WRITTEN INSTRUCTION: Print the full listing exactly.

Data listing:
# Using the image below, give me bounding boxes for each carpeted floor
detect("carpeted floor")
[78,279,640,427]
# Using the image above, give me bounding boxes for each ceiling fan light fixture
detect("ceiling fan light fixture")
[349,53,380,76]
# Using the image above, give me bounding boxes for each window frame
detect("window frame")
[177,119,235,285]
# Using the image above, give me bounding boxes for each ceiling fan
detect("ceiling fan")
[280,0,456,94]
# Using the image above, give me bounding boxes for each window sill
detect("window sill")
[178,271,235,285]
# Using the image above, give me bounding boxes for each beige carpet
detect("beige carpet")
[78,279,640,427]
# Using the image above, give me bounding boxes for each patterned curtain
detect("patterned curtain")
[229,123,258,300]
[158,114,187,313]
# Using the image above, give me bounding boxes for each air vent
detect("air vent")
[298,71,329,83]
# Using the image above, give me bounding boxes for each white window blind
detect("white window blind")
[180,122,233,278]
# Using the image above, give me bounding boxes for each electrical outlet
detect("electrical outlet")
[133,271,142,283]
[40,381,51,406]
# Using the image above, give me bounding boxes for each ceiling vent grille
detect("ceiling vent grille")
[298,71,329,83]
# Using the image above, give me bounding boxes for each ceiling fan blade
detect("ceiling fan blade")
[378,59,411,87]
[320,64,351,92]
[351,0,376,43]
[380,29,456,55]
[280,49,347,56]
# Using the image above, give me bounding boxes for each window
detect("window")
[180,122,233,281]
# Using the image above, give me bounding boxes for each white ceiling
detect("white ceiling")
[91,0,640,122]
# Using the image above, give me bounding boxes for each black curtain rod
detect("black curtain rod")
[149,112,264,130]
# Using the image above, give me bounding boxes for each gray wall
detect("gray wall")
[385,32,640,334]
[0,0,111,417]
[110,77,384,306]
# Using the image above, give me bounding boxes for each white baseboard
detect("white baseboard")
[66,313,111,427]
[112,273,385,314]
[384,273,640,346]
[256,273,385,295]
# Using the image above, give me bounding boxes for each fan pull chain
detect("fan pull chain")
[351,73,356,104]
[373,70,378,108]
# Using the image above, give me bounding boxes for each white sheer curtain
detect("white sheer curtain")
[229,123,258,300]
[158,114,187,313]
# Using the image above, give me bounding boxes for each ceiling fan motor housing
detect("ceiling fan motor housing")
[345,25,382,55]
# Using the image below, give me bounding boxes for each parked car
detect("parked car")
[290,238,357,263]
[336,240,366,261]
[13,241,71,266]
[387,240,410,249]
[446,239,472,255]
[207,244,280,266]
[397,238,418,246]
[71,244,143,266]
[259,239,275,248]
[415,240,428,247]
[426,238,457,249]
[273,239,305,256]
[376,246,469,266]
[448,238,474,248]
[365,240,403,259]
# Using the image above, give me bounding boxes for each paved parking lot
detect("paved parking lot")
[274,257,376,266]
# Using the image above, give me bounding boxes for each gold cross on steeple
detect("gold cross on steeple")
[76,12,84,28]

TASK RESPONSE:
# Using the image below, give me bounding boxes for each carpeted floor
detect("carpeted floor")
[78,279,640,427]
# Using the image above, give me bounding boxes for each ceiling fan light fixture
detect("ceiling fan light fixture")
[349,53,380,76]
# Using the image above, give me bounding boxes for each window frame
detect("window frame")
[177,119,235,285]
# Using the image above, give me bounding boxes for each ceiling fan
detect("ceiling fan")
[280,0,456,94]
# Using the image above, give me bounding boxes for each window sill
detect("window sill")
[178,271,235,285]
# Using the image above, give me bounding boxes for each beige carpet
detect("beige carpet")
[78,279,640,427]
# Using the image above, give me bounding boxes for each patterned curtain
detect("patterned curtain")
[229,123,258,300]
[158,114,187,313]
# Using the image above, give me bounding boxes for each air vent
detect("air vent")
[298,71,329,83]
# Using the image above, give me bounding boxes for each white window blind
detect("white window blind")
[180,122,233,278]
# Using the image above, give me bounding boxes for each electrical outlet
detect("electrical outlet")
[133,271,142,283]
[40,381,51,406]
# Using the image above, give me bounding boxes for each ceiling vent grille
detect("ceiling vent grille")
[298,71,329,83]
# Using the image above, give me bounding boxes for each ceiling fan blade
detect("ceiling fan blade")
[378,59,411,87]
[320,64,351,92]
[351,0,376,43]
[380,29,456,55]
[280,49,347,56]
# Using the image above, give me bounding boxes for each window
detect("window")
[180,122,233,281]
# Using the image above, give me bounding boxes for each white ceiling
detect("white ceiling")
[91,0,640,122]
# Using the image above, give me bounding boxes for each black curtain rod
detect("black curtain rod")
[149,112,264,130]
# Using the image above, give me bounding boxes for each gray wall
detect("gray wall")
[385,32,640,334]
[0,0,111,417]
[110,77,384,306]
# Using the image above, give me bounding boxes for each white baseboard
detect("white baseboard")
[66,313,111,427]
[112,273,385,314]
[384,273,640,346]
[256,273,385,295]
# Using the image above, give me bounding boxes for each fan pull chain
detect("fan pull chain")
[351,73,356,104]
[373,70,378,108]
# Using the image above, give me bounding boxes for each white sheer curtain
detect("white sheer curtain")
[229,123,258,300]
[158,114,187,313]
# Using the image above, give me bounding boxes for each ceiling fan motor housing
detect("ceiling fan motor housing")
[345,25,382,55]
# Using the image below, give me bounding boxes for each parked car
detect("parked car")
[290,238,357,263]
[336,240,366,261]
[13,241,71,266]
[387,240,410,249]
[446,239,472,255]
[207,244,280,266]
[397,238,418,246]
[71,244,143,266]
[259,239,275,248]
[415,240,428,247]
[426,238,457,249]
[273,239,305,256]
[376,246,469,266]
[448,238,474,248]
[365,240,403,259]
# Using the image above, give me bounding boxes for each paved parking lot
detect("paved parking lot")
[274,257,376,266]
# Using the image above, give me bounding boxes for each gold cross on steeple
detect("gold cross on steeple")
[76,12,84,28]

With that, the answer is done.